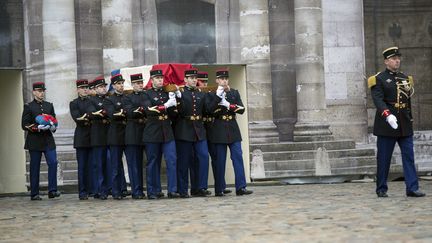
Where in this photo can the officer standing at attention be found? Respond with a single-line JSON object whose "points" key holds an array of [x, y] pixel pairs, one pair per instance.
{"points": [[98, 139], [39, 139], [190, 136], [133, 104], [79, 112], [116, 111], [225, 104], [208, 120], [391, 93], [158, 136]]}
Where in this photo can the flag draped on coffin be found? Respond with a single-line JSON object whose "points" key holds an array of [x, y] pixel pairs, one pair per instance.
{"points": [[173, 73]]}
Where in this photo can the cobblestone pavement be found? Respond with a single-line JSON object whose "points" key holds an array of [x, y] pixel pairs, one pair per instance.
***
TASK BRIEF =>
Restate each line of the material word for word, skipping any picture.

ANSWER TO THE EXERCISE =>
Where in this photo can the officer standing at attention be found? Respond with a single-line JSON object whose "points" key holds an array of [x, y] pixel pairs, one pair per instance.
{"points": [[98, 139], [39, 139], [190, 136], [133, 104], [79, 112], [116, 111], [225, 104], [208, 120], [391, 93], [158, 136]]}
Where in this photo can the flag draped on coffin be found? Respond with a single-line JSON object whose "points" key holds an array of [x, y] pixel pairs, one pair per instance.
{"points": [[173, 73]]}
Where in this photo can the cobblestone pavement be found? Respond with a single-line JSON object whose "points" key holds an array of [x, y] pixel pairs, one pair per instance.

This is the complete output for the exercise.